DATASET:

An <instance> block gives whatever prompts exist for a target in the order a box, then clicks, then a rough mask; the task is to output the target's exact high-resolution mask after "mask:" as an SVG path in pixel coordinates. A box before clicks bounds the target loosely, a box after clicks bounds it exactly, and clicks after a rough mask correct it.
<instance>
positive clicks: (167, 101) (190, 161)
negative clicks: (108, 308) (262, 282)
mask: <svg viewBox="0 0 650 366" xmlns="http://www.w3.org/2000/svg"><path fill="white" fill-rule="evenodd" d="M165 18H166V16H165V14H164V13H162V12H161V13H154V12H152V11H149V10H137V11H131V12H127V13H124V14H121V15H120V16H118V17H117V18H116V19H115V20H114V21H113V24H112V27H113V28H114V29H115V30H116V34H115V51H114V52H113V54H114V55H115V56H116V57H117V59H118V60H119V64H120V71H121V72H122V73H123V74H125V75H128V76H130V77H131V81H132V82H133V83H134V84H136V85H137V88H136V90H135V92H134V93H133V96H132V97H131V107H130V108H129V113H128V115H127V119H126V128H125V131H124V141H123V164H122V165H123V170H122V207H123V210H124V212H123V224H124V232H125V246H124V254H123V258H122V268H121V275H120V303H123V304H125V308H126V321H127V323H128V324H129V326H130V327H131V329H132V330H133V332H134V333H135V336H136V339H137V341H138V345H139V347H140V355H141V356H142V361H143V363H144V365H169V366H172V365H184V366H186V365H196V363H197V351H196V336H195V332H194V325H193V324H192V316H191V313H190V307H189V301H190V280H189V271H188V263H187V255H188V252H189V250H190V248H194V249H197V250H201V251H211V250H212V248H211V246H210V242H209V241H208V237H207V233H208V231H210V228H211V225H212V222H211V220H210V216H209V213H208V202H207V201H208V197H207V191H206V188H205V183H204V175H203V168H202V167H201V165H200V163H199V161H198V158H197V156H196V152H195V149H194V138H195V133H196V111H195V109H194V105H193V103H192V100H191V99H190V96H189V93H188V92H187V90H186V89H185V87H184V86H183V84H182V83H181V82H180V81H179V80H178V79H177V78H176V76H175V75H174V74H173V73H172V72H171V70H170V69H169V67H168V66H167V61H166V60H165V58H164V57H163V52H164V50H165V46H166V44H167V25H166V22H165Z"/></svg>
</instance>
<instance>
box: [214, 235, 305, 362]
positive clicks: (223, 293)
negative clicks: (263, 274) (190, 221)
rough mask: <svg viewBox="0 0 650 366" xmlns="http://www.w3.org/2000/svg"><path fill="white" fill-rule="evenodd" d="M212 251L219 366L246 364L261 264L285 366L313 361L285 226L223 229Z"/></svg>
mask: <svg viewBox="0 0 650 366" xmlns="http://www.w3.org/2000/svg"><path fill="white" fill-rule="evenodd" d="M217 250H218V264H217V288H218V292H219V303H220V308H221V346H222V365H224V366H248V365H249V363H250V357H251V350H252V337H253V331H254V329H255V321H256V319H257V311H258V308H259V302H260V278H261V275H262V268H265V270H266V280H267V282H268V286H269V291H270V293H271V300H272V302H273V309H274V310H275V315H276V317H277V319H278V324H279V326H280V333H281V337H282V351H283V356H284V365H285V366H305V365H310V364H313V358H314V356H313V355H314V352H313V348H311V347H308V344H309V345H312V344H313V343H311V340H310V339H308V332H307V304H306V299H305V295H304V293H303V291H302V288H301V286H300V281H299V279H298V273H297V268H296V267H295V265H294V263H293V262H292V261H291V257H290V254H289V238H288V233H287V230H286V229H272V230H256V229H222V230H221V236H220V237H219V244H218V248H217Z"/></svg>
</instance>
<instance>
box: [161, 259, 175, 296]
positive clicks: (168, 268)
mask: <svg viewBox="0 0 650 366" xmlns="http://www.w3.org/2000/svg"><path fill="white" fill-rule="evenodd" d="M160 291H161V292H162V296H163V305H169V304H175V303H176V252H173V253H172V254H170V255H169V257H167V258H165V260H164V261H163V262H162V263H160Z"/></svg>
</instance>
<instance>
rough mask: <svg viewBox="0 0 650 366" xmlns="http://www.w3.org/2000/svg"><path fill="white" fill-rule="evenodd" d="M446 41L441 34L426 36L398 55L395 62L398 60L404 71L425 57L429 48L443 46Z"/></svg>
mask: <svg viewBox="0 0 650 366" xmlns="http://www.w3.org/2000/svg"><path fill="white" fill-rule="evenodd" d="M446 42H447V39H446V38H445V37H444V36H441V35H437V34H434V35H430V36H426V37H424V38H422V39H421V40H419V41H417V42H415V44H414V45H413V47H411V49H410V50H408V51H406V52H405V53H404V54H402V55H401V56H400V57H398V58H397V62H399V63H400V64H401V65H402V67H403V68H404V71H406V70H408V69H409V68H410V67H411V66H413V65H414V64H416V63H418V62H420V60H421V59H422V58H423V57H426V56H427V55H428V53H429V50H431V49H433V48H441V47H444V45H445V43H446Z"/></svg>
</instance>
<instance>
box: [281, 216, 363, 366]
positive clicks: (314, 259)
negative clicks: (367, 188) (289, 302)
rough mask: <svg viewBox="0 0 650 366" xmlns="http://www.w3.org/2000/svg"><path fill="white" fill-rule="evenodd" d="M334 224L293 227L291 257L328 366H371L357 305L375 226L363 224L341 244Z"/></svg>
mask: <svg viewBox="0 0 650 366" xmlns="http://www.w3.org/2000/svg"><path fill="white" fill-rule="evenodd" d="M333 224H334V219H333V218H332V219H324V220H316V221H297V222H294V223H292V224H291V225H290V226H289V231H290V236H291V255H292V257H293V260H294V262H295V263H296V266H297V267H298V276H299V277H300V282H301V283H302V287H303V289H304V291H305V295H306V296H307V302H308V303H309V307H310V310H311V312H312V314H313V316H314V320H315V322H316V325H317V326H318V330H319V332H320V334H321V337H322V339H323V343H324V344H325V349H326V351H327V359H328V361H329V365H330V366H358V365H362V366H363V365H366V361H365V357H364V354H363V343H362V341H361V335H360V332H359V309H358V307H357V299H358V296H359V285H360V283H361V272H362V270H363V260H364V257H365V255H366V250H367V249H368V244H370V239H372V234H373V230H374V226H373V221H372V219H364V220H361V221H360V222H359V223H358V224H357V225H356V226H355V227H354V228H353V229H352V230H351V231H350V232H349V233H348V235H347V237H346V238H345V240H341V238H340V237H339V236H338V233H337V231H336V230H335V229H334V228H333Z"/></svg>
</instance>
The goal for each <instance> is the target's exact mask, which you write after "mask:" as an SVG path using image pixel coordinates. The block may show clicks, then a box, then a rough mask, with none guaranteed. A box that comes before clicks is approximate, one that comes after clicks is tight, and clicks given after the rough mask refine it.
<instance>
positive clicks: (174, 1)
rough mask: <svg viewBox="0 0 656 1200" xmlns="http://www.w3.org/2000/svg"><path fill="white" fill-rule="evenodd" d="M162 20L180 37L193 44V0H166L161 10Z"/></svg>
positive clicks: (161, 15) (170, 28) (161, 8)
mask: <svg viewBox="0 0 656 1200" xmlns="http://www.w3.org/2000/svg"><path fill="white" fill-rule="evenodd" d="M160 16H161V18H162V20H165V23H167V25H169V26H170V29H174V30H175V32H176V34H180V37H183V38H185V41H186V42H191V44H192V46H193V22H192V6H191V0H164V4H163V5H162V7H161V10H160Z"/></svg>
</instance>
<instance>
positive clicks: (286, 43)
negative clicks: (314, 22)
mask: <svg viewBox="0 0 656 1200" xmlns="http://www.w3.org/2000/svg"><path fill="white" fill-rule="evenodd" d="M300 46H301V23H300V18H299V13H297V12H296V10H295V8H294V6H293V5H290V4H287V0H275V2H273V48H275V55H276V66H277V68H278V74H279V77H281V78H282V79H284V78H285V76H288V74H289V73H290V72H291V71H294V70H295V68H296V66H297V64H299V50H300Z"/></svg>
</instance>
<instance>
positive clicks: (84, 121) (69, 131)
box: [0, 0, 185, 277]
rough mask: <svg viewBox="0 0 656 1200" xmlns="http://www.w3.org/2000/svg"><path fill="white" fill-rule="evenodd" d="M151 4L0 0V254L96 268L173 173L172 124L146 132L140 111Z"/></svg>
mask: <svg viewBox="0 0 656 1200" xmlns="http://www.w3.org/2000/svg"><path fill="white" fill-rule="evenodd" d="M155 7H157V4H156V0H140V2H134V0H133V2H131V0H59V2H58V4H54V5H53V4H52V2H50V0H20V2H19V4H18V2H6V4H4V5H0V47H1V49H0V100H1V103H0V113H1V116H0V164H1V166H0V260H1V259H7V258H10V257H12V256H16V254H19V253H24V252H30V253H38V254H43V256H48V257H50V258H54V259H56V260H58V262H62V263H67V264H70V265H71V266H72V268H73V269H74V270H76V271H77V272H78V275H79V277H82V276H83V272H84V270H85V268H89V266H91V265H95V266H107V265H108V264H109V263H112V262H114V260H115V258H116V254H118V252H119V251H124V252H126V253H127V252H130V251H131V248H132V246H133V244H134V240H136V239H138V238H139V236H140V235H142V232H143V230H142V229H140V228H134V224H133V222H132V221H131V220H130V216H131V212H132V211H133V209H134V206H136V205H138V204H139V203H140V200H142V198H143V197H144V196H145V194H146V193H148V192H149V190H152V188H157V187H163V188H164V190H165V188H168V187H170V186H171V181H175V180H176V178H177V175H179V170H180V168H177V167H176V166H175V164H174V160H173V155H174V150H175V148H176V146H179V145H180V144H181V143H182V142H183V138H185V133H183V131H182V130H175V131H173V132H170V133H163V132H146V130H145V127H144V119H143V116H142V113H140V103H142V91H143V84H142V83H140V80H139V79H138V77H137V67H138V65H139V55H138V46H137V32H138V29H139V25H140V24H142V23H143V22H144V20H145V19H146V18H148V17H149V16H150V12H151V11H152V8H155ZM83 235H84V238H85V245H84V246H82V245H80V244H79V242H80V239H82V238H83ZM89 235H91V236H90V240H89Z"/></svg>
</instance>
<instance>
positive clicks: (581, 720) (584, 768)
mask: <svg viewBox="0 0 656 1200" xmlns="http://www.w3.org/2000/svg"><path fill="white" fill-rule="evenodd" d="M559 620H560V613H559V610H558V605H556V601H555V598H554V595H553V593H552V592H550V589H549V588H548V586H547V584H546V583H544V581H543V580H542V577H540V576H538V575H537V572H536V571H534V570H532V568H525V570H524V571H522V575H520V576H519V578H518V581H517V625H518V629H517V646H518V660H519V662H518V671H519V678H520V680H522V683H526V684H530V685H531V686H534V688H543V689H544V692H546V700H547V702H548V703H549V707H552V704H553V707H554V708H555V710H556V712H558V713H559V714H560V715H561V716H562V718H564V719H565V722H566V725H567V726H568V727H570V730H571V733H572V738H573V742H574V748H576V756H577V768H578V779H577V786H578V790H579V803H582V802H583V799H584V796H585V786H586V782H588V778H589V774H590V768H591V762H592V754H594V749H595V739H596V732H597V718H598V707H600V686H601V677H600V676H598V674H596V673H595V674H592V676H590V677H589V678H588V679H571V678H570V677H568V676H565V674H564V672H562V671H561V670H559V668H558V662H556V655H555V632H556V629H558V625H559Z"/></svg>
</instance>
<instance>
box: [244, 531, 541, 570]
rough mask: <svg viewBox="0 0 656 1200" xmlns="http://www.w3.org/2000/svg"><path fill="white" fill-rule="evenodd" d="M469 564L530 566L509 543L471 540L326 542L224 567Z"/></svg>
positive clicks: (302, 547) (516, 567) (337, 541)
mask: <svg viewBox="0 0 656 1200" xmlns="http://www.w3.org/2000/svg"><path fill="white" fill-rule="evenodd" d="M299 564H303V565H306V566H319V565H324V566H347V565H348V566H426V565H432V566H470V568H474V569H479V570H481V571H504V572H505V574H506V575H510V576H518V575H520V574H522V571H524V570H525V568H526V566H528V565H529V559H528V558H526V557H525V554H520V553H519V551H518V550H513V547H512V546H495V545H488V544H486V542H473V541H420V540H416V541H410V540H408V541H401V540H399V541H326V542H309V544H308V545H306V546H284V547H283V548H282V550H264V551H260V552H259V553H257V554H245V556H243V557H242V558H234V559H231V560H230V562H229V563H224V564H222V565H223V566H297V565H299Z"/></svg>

TASK ITEM: Wherever the string "before" occurs in the entries, copy that whole line.

OUTPUT OF THE TASK:
An <instance> block gives whatever prompts exist for a target in the order a box, then clicks, then a rough mask; the task is to output the target's exact high-resolution mask after "mask:" as an SVG path in pixel coordinates. A box before clicks bounds the target loosely, a box after clicks bounds it exactly, and clicks after a rough mask correct it.
The goal for each <instance> is the target's exact mask, which you write after "mask:" as an SVG path using image pixel coordinates. The block may show clicks, then a box, then a rough mask, with none guaranteed. A box that comes before clicks is approximate, one that comes after clicks is tight, and clicks given after the rough mask refine it.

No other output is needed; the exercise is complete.